- DATA LISTING -
+ + +
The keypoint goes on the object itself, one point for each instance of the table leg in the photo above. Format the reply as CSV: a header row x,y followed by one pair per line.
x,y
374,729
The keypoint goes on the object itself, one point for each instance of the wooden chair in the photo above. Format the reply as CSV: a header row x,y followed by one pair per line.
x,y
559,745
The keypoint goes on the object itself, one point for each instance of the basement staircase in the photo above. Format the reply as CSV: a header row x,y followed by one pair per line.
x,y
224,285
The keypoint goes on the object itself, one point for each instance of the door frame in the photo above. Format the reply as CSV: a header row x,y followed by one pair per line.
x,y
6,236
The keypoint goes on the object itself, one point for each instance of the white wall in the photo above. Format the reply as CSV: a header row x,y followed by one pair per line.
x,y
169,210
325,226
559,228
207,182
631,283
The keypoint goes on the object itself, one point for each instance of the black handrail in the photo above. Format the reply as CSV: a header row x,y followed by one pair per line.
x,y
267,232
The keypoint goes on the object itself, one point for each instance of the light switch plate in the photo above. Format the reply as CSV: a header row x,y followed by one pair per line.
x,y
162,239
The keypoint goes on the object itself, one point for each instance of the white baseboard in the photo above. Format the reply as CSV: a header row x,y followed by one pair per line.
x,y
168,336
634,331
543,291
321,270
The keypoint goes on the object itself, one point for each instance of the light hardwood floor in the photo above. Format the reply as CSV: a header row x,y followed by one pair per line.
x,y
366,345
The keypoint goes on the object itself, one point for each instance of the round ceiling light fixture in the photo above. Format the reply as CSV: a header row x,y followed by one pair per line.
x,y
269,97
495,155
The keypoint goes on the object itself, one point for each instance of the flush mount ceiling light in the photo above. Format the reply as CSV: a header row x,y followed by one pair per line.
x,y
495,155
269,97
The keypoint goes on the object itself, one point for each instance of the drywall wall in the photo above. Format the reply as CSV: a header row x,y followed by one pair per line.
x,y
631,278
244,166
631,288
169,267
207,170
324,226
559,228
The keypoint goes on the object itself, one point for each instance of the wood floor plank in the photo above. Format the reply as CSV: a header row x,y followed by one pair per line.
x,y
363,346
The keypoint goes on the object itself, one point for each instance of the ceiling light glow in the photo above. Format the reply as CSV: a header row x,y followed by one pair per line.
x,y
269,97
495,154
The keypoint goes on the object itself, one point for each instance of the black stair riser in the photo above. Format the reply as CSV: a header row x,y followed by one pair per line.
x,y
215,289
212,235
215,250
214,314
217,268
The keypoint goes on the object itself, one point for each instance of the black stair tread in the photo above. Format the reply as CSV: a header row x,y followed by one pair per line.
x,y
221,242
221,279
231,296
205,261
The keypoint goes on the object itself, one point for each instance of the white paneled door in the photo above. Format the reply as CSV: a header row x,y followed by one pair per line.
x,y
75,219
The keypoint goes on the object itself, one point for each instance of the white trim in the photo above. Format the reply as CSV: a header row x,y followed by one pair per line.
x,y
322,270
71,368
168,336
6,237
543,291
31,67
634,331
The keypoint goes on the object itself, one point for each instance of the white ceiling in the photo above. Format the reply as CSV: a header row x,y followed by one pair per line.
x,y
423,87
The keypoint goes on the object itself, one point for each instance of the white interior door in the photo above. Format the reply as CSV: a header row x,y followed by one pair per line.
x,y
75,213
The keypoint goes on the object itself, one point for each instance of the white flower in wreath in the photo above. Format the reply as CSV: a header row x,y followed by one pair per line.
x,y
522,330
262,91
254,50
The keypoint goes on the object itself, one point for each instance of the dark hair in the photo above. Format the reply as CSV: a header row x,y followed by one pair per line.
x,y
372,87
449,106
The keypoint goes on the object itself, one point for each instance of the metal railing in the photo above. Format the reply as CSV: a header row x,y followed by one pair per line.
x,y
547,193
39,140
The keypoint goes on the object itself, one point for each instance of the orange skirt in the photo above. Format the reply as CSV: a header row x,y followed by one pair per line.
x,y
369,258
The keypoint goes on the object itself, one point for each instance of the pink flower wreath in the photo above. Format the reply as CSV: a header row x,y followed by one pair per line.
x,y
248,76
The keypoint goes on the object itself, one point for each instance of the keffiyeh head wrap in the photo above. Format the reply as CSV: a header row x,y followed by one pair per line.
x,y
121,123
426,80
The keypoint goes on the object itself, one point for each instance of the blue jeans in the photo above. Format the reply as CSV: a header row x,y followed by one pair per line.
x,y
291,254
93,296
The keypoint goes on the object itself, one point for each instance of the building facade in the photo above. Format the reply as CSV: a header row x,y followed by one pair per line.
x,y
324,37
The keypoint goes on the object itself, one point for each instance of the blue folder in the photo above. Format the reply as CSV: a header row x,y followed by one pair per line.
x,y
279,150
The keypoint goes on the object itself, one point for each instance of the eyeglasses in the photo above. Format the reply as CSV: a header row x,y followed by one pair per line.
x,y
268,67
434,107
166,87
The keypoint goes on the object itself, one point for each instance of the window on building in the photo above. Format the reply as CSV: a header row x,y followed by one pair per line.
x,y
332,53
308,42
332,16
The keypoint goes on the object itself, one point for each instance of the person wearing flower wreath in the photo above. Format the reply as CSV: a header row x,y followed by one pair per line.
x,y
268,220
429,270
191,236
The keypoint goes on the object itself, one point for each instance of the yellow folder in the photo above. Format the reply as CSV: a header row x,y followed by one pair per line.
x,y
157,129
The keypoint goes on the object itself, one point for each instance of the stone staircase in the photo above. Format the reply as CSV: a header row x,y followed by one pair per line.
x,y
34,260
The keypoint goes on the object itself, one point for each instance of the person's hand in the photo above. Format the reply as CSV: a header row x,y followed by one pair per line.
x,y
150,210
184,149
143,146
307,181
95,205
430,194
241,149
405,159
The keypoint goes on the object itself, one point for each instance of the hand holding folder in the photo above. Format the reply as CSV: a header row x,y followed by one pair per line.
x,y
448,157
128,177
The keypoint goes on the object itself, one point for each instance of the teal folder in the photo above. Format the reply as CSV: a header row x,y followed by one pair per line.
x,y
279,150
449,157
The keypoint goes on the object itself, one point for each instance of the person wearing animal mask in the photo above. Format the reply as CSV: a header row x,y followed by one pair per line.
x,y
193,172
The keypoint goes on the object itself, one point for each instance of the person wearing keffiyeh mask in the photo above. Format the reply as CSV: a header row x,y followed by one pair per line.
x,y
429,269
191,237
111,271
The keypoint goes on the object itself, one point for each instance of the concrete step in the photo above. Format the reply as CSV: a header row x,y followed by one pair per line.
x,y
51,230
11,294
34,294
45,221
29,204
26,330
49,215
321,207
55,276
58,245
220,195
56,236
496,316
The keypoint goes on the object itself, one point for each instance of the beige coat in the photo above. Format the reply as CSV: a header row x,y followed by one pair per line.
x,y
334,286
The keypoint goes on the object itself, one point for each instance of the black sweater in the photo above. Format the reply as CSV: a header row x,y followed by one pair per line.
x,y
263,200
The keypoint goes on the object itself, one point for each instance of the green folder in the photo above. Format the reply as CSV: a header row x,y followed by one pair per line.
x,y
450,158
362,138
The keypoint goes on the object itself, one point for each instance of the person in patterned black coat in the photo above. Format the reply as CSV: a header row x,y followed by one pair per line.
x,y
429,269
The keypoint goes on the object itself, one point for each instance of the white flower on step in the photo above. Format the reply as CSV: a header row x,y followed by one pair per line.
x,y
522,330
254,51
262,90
+ + +
- EXERCISE DIRECTIONS -
Every line above is to be transcribed exactly.

- ANSWER TO THIS TASK -
The keypoint goes on the object itself, one point for each instance of the table leg in the photo above. Format the reply as CSV: a header row x,y followed by one pair per line.
x,y
374,729
The keypoint goes on the object itself, one point for each instance of the wooden chair in the photo above. Format the reply as CSV: a header row x,y followed by one pair per line.
x,y
559,745
The keypoint goes on the object itself, one point for each instance of the basement staircase in the photo above. Format the reply as CSV: a header row x,y followed by one pair per line.
x,y
224,285
The keypoint goes on the object itself, one point for each instance of the door frame in the photo above. Format the reply as CSV: a header row x,y followed by one pair per line.
x,y
6,236
The keypoint goes on the object itself, one point for each instance of the white wall in the photo above. Format the reply as CSV: a header row x,y followed by one pair per line.
x,y
169,210
325,226
559,228
207,182
631,283
The keypoint goes on the object itself, one point for each instance of the black handrail in the photo above. Format the reply as CSV: a header row x,y followed by one pair per line.
x,y
267,232
The keypoint goes on the object itself, one point for each instance of the light switch plate in the photo above. Format the reply as CSV: a header row x,y followed by one pair per line.
x,y
162,239
The keypoint goes on the object itself, one point for each instance of the white baseboard in the photo above. Format the reply as CSV: a header row x,y followed by one pair per line.
x,y
168,336
634,331
543,291
321,270
The keypoint goes on the object itself, one point for each instance of the light hardwood floor in the photo above. Format the reply as CSV: a header row x,y followed by one pair per line.
x,y
366,345
The keypoint goes on the object itself, one point for each instance of the round ceiling light fixture in the photo above. Format the reply as CSV: a header row x,y followed by one pair per line.
x,y
269,97
495,155
The keypoint goes on the object itself, one point for each instance of the flush mount ceiling light in the photo above. Format the reply as CSV: a header row x,y followed by one pair per line.
x,y
495,155
269,97
The keypoint goes on the object itself, one point for each instance of the drywall wall in the photo above. Format the reply as CSV: a header row x,y followed by one pair per line.
x,y
631,278
244,166
631,288
169,267
207,170
324,226
559,228
The keypoint goes on the object itself, one point for each instance of the wood floor plank in the photo above. Format the reply as CSV: a header row x,y followed by one pair per line.
x,y
363,346
The keypoint goes on the object itself, one point for each instance of the ceiling light glow in the photo above. Format the reply as CSV: a header row x,y followed by one pair per line.
x,y
269,97
495,154
The keypoint goes on the object itself, one point for each instance of the black stair riser in the photo above. Format the reply as CSV: a header row x,y followed by one pair per line.
x,y
215,289
212,235
215,250
214,314
217,268
The keypoint goes on the object itself, one point for each instance of the black stair tread in the photo above. Format the reply as CSV: a header row x,y followed by one pair per line.
x,y
221,242
221,279
231,296
205,261
The keypoint goes on the object itself, one point for each instance of the white paneled door in the photo above. Format the reply as CSV: a header row x,y followed by one pair per line.
x,y
75,219
The keypoint goes on the object itself, one point for each instance of the white trim in the photo above. Format the reply as CSV: a header row x,y followed by one pair per line.
x,y
322,270
71,368
168,336
6,237
543,291
31,67
634,331
The keypoint goes on the object itself, one point for each instance of the white ceiling in the photo above. Format the reply as CSV: a header row x,y followed by one pair per line.
x,y
423,87
The keypoint goes on the object itself, one point for each instance of the white interior door in the photo above. Format the reply as CSV: a header row x,y followed by one pair per line.
x,y
75,213
The keypoint goes on the object itself, one point for each instance of the white flower in wreath in the photo above. Format the reply as CSV: a header row x,y followed by one pair per line.
x,y
522,330
262,91
254,50
The keypoint goes on the object itself, one point for each instance of the dark hair in the photo above. Format the reply as CSV: a header row x,y followed by one pair per line.
x,y
372,87
449,106
The keypoint goes on the object itself, one point for each instance of the metal railing in the photo above. Format the reply as CSV: a header row x,y followed by one pair per line.
x,y
547,193
39,140
The keypoint goes on the object itself, one point for each instance of the orange skirt in the photo above. Format the reply as CSV: a header row x,y followed by one pair per line.
x,y
369,258
The keypoint goes on the object itself, one point for each instance of the pink flower wreath in the photo above. Format the reply as CSV: a header row x,y followed by one pair per line.
x,y
248,76
The keypoint goes on the object itself, one point for each instance of the keffiyeh head wrap in the photo above. Format the reply as CSV: a header row x,y followed by one pair per line.
x,y
121,123
426,80
The keypoint goes on the object itself, one point for each instance of the blue jeans in the photo above. Format the reply as CSV: a header row x,y followed by one pair per line.
x,y
291,254
93,296
The keypoint goes on the object itself, one point for each instance of the building facade in the photo above. Format the reply as CSV: a header row x,y followed by one pair per line.
x,y
324,37
The keypoint goes on the object itself, one point for each instance of the blue folder in the photo above. Format the reply as CSV: a header row x,y followed by one pair per line.
x,y
279,150
The keypoint goes on the object itself, one point for each instance of the eyeglasses in the photo above. Format the reply as CSV: a header row x,y followed by one pair per line.
x,y
268,67
434,107
166,87
The keypoint goes on the object itself, one point for each instance of the window on building in the photo above. Format the reply as CSV: a header row x,y followed by one pair per line.
x,y
332,53
308,42
332,16
The keypoint goes on the object itself, one point for each instance of the person wearing flower wreath in the photo above. Format the reply as CSV: a header row x,y followed by one pair per line.
x,y
268,220
429,270
191,236
The keypoint goes on the object itself, one point for each instance of the yellow folder in the photo above. Format the reply as CSV: a header row x,y followed by one pair per line.
x,y
157,129
The keypoint goes on the object itself, one point for each instance of the stone staircase in the photo above. Format the reply as CSV: a header row x,y followed by one pair per line.
x,y
34,260
The keypoint goes on the object itself, one point for each instance of the person's hand in the photo above. Format the reply as CSV: a header row x,y followed by one pair per line.
x,y
150,210
184,149
143,146
307,181
95,205
430,194
241,149
405,159
The keypoint goes on the object itself, one point for each instance of the hand holding folder in the photo above. Format the reply as CSV: a header row x,y followed by one pair per line.
x,y
448,157
128,177
The keypoint goes on the object itself, one point for each instance of the teal folder in the photo above. Format the reply as CSV: a header row x,y followed by one pair per line.
x,y
279,150
449,157
The keypoint goes on the object itself, one point for each instance of the person wearing animal mask in the photo above. Format the reply as CSV: a header row x,y followed by one pair per line.
x,y
193,172
The keypoint goes on the object itself, one point for each instance of the person wearing keffiyeh mask in the photo above. Format the reply as CSV: a header row x,y followed by one pair per line.
x,y
429,269
191,237
111,271
The keypoint goes on the object itself, one point for each instance of the concrete step in the photo above. Format the reply as CSV: a header row x,y followed by one pair per line.
x,y
51,230
11,294
34,294
45,221
29,204
26,330
49,215
321,207
55,276
58,245
220,195
56,236
496,316
The keypoint goes on the object itself, one point for each instance of the beige coat in the photo above. Format the reply as CSV: a header row x,y followed by one pair per line.
x,y
334,286
The keypoint goes on the object itself, one point for each instance of the black sweater in the photo above. Format the reply as CSV: a header row x,y followed by one pair per line.
x,y
263,200
The keypoint goes on the object itself, one point for each instance of the green folder in the photo above. Format the reply as CSV: a header row x,y followed by one pair per line.
x,y
450,158
362,138
The keypoint goes on the object itself, one point for each instance of the person in patterned black coat in the photo above. Format the reply as CSV: a header row x,y followed by one pair per line.
x,y
429,269
The keypoint goes on the object itself, one point for each instance of the white flower on step in the photo above. Format the reply as CSV: a header row x,y followed by one pair per line.
x,y
522,330
254,51
262,90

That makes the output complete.